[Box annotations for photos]
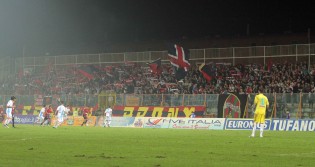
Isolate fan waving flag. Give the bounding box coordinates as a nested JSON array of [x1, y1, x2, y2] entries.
[[199, 63, 212, 82], [168, 44, 190, 71], [147, 58, 162, 75]]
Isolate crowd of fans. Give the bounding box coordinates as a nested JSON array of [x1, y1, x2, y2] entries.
[[0, 62, 315, 95]]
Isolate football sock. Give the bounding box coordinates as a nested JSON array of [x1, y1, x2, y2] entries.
[[260, 124, 264, 137], [252, 123, 256, 136]]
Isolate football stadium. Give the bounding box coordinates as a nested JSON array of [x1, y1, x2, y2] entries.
[[0, 0, 315, 167]]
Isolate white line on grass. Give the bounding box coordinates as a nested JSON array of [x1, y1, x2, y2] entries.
[[278, 152, 315, 157]]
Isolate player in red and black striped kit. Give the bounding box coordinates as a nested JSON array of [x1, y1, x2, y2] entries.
[[81, 106, 90, 126], [40, 105, 53, 126]]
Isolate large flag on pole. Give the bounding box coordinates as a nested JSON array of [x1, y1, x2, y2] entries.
[[168, 44, 190, 71], [147, 58, 162, 75], [199, 63, 212, 82]]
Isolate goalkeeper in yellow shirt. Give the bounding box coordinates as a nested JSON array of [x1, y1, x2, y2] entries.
[[250, 87, 269, 137]]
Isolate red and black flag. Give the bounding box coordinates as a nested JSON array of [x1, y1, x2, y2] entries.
[[168, 44, 190, 71], [147, 58, 162, 75], [199, 63, 212, 82], [77, 65, 94, 80]]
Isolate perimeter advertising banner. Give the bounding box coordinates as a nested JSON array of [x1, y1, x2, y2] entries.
[[50, 116, 96, 126], [270, 119, 315, 131], [143, 117, 225, 130], [95, 116, 138, 127], [224, 118, 271, 130], [113, 106, 206, 118], [11, 115, 36, 124]]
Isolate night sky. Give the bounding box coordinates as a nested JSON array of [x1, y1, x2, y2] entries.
[[0, 0, 315, 56]]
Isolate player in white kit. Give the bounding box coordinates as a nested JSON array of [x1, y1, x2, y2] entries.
[[104, 106, 113, 127], [3, 96, 16, 128], [53, 101, 66, 128]]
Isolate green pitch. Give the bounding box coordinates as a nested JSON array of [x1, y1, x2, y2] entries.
[[0, 125, 315, 167]]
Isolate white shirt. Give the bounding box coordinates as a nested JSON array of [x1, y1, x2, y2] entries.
[[57, 104, 66, 116], [64, 107, 70, 116], [105, 108, 113, 117], [38, 107, 46, 117], [6, 100, 14, 112]]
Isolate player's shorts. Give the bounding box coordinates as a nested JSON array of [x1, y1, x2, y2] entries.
[[254, 113, 265, 124], [6, 110, 12, 118], [57, 114, 63, 122], [36, 116, 44, 122]]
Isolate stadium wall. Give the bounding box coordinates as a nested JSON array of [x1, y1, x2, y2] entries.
[[9, 115, 315, 131]]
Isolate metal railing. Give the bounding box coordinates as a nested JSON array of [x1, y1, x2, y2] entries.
[[0, 93, 315, 119], [0, 43, 315, 78]]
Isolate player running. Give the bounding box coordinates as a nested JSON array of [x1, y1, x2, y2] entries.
[[33, 105, 47, 125], [3, 96, 16, 128], [40, 105, 53, 126], [250, 87, 269, 137], [53, 101, 66, 128], [104, 106, 113, 127], [81, 106, 90, 126]]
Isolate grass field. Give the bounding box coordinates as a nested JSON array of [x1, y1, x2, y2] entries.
[[0, 125, 315, 167]]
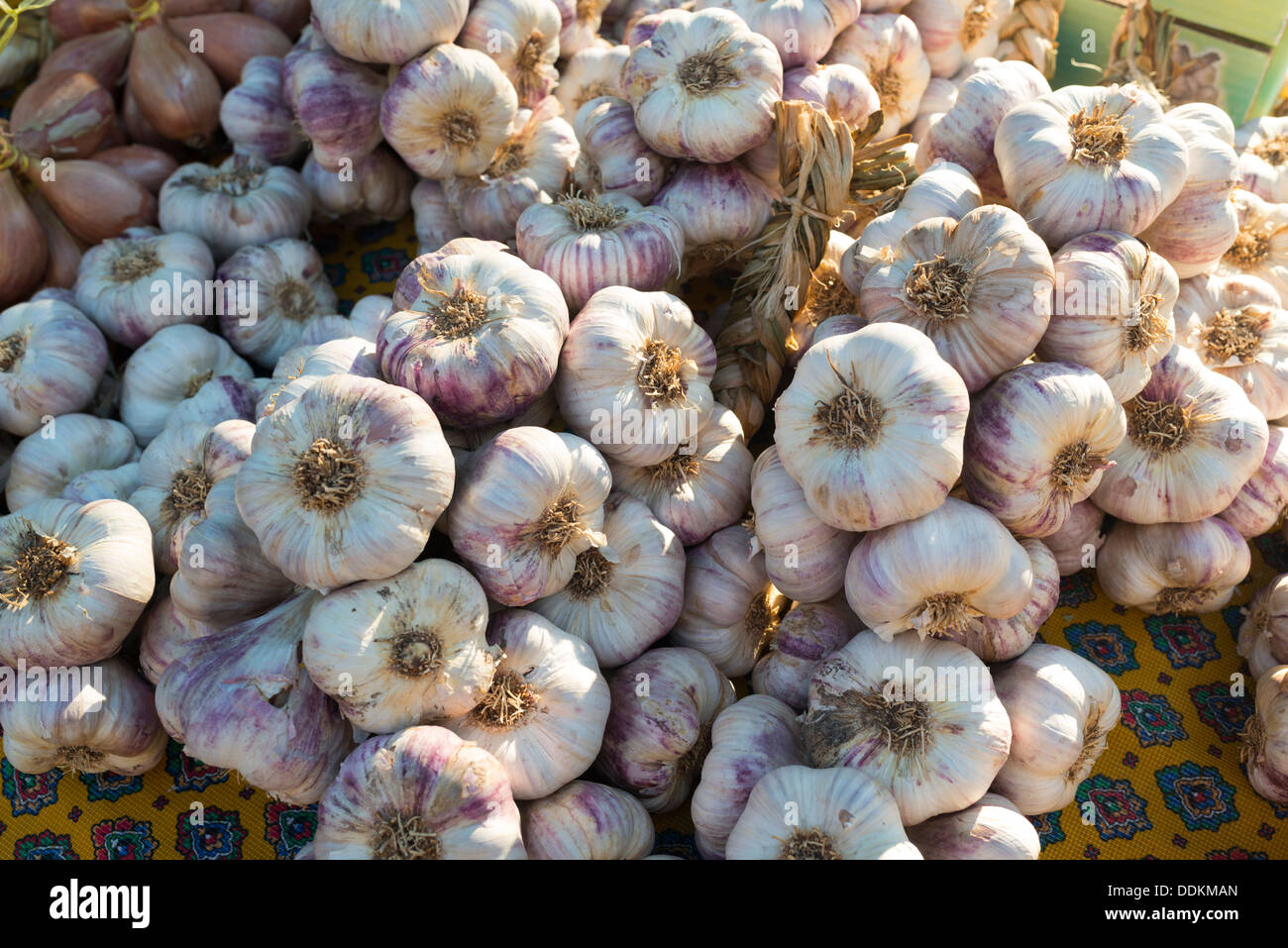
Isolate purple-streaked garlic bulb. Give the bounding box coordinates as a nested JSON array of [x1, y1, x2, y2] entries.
[[692, 694, 805, 859], [447, 426, 615, 605], [313, 726, 525, 859], [0, 658, 166, 777], [156, 591, 353, 805], [595, 648, 734, 812], [751, 596, 863, 711]]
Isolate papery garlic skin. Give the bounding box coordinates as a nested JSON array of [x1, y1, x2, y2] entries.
[[74, 227, 215, 348], [313, 726, 525, 859], [803, 633, 1012, 825], [845, 497, 1033, 640], [751, 596, 863, 711], [595, 648, 734, 812], [859, 205, 1055, 391], [751, 445, 859, 603], [774, 325, 969, 531], [0, 299, 106, 435], [992, 643, 1122, 816], [555, 286, 716, 467], [995, 84, 1189, 248], [443, 609, 609, 799], [1037, 231, 1180, 402], [825, 13, 930, 141], [1091, 345, 1269, 523], [523, 781, 656, 859], [909, 793, 1042, 859], [725, 765, 921, 859], [1176, 275, 1288, 419], [608, 403, 752, 546], [376, 254, 568, 428], [1096, 516, 1252, 616], [380, 43, 519, 180], [304, 559, 501, 734], [532, 494, 686, 669], [0, 500, 156, 666], [622, 9, 783, 163], [962, 362, 1127, 537], [0, 658, 167, 777], [692, 694, 805, 859]]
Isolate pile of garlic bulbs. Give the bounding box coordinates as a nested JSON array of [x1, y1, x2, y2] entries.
[[0, 0, 1288, 859]]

**Your task**
Change "Isolate" to "Outline" throughout all the records and write them out again with nothing else altered. Leave the picture lines out of your answer.

**Complete output**
Outline fan waving flag. Give the bounding box coordinates as a nested JSON array of [x1, y1, x2, y2] entries.
[[199, 63, 212, 82], [168, 44, 190, 71], [147, 58, 162, 75]]
Outline crowd of fans. Give the bounding box coordinates as a nested JSON array of [x1, y1, x2, y2] entries.
[[0, 62, 315, 95]]
Outline football sock. Give the bounding box coordinates as a nested JSON array of [x1, y1, x2, y2] entries.
[[260, 124, 264, 137], [252, 123, 256, 136]]
Outline football stadium. Give the bounding box coordinates as a nested JSON array of [x1, y1, x2, y2] entries.
[[0, 0, 315, 167]]
Outline white line on grass. Give the bounding box coordinates as a nested JSON array of [x1, y1, x2, y2] entries.
[[278, 152, 315, 157]]
Outline player in red and black striped kit. Give the bounding box coordinates as a nested JSON array of [x1, y1, x2, y2] entries.
[[81, 106, 90, 126], [40, 105, 53, 126]]
Outline large flag on pole. Give the bounding box coordinates as a nested JSON array of [x1, y1, x2, y2] entries.
[[168, 44, 190, 71], [147, 58, 162, 75], [199, 63, 212, 82]]
Outline goalkeeper in yellow shirt. Give the bounding box coordinates as a nested JSON array of [x1, y1, x2, y2] entries.
[[250, 87, 269, 137]]
Outline red and black flag. Give the bounding box coordinates as a nested JSON array of [x1, y1, x2, y2] entries.
[[168, 44, 190, 71], [147, 58, 162, 75], [199, 63, 212, 82], [77, 65, 94, 80]]
Outline perimeter advertising banner. Give the bounding box coordinates as a nested JSON array of [x1, y1, x2, y2] entries.
[[50, 116, 96, 126], [270, 119, 315, 131], [143, 117, 225, 130], [95, 116, 138, 127], [224, 118, 271, 130], [113, 106, 206, 118], [11, 115, 36, 124]]
Outline night sky. Give the bounding box coordinates as a nested JSON array of [x1, y1, x2, y2] entries.
[[0, 0, 315, 56]]
Outline player in white kit. Give the bounding box coordinates as a nested JSON array of [x1, y1, x2, y2] entries.
[[104, 106, 113, 127], [3, 96, 16, 128], [53, 101, 66, 128]]
Outline green pitch. Give the bounding box coordinates as a nested JSON array of [x1, y1, x2, y2] entries.
[[0, 125, 315, 167]]
Outline white shirt. Give the bounding box coordinates as a nested JSON array of [x1, y1, x2, y2] entries.
[[57, 104, 66, 116], [64, 107, 70, 116], [105, 108, 113, 117], [38, 107, 46, 117], [6, 100, 14, 112]]
Outline player's shorts. Give the bounding box coordinates as a nested JSON array of [x1, y1, x2, y2] entries.
[[254, 113, 265, 124], [6, 110, 12, 118], [57, 114, 63, 122], [36, 116, 44, 122]]
Outline stadium wall. Give the bounding box coordinates as a nested JSON array of [x1, y1, x2, y2] entries.
[[9, 115, 315, 131]]
Outline metal railing. Give the bounding box coordinates as a nested JSON array of [x1, y1, x2, y2] entries.
[[0, 93, 315, 119], [0, 43, 315, 78]]
Outline player running. Give the bounding box coordinates as a nested JSON array of [x1, y1, x2, y2] entries.
[[33, 105, 47, 125], [3, 96, 16, 128], [40, 105, 53, 126], [250, 87, 269, 137], [53, 101, 66, 128], [104, 106, 113, 127], [81, 106, 90, 126]]
Outline grass field. Give the bounding box coordinates as a nested JSON array of [x1, y1, x2, y2] entries.
[[0, 125, 315, 167]]
Outline purple-streaked garlic bulb. Give the bounding box coordinates as a nested JSON array of [x1, y1, x2, y2] entries.
[[692, 694, 805, 859], [447, 426, 615, 605], [313, 726, 525, 859], [0, 658, 166, 777], [156, 591, 353, 805], [595, 648, 734, 812], [751, 596, 863, 711]]
Outline papery garlic skin. Give the bounding box coordinates as a nested JSON array of [x1, y1, x2, y2] entries.
[[74, 227, 215, 348], [313, 726, 525, 859], [803, 633, 1012, 825], [845, 497, 1033, 640], [751, 596, 863, 711], [595, 648, 734, 812], [859, 205, 1055, 391], [751, 445, 859, 603], [774, 325, 969, 531], [0, 299, 106, 435], [992, 643, 1122, 816], [555, 286, 716, 467], [995, 84, 1189, 248], [443, 609, 609, 799], [1037, 231, 1180, 402], [825, 13, 930, 141], [1091, 345, 1269, 523], [523, 781, 656, 859], [909, 793, 1042, 859], [725, 765, 921, 859], [1176, 275, 1288, 419], [608, 403, 752, 546], [376, 254, 568, 428], [1096, 516, 1252, 616], [380, 43, 519, 180], [304, 559, 501, 734], [532, 494, 686, 669], [0, 500, 156, 666], [622, 9, 783, 163], [962, 362, 1127, 537], [0, 658, 167, 777], [692, 694, 805, 859]]
Outline pile of garlic bulbs. Give the bounding box coordinates as a nested JSON array of [x1, y1, x2, y2] entries.
[[0, 0, 1288, 859]]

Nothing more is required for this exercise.